:: Task objective ::
Locate every line in the material below that contains the string "keypoint" with its case matched, and copy each of those lines.

:: Information provided ::
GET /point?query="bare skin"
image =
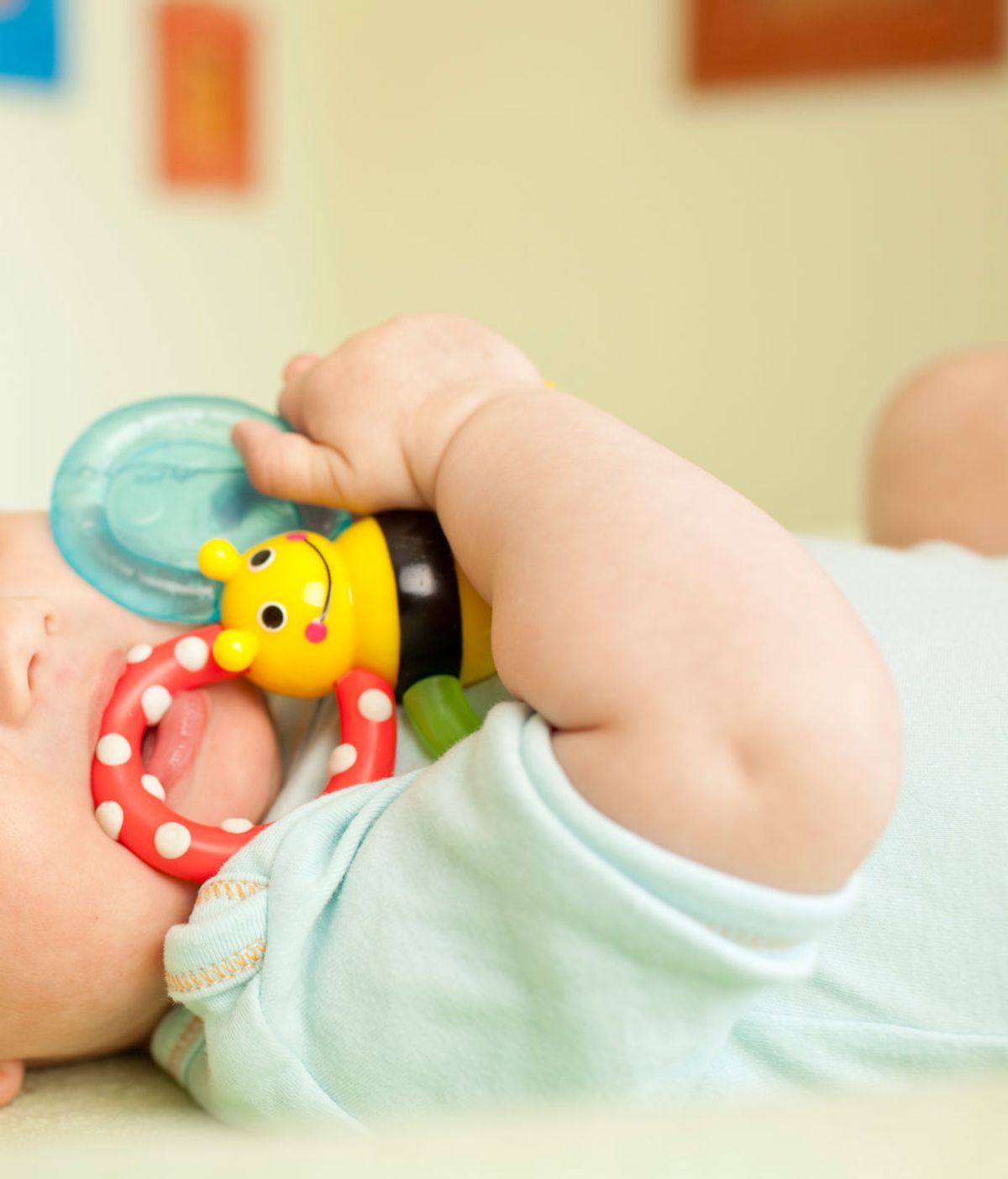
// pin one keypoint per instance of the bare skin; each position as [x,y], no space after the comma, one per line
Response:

---

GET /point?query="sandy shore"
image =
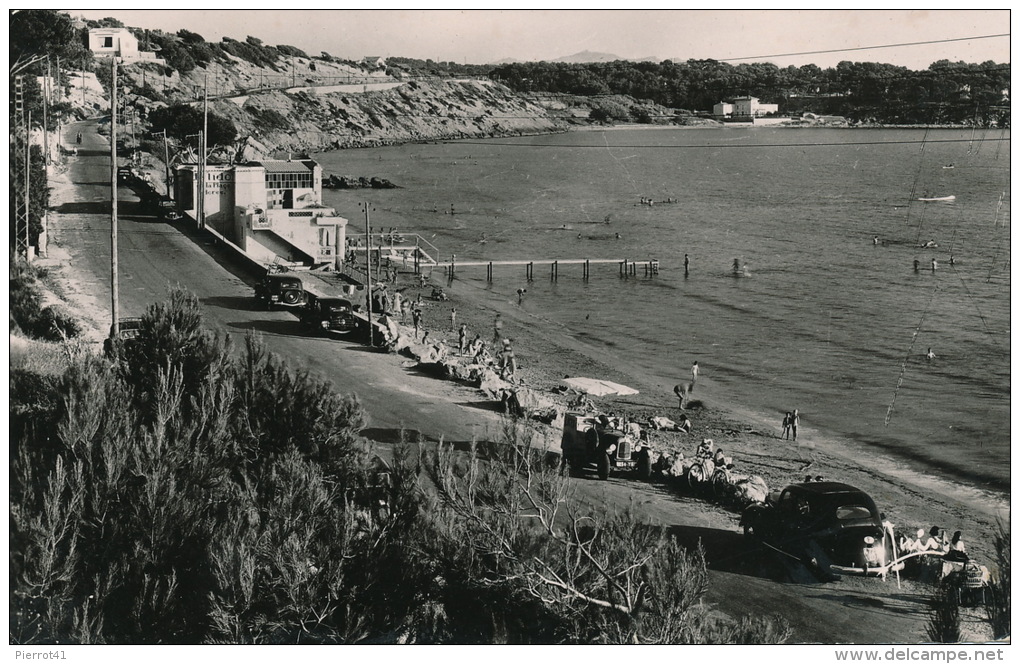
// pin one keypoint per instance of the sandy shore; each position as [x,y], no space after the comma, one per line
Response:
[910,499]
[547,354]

:: Reply to the exercise ::
// pin one keypoint per instance of the bare skin; each position as [x,y], no space after the comma, one per line
// pin one keypoint per instance of the sandy shore; each position as [x,y], no space after the comma, one per line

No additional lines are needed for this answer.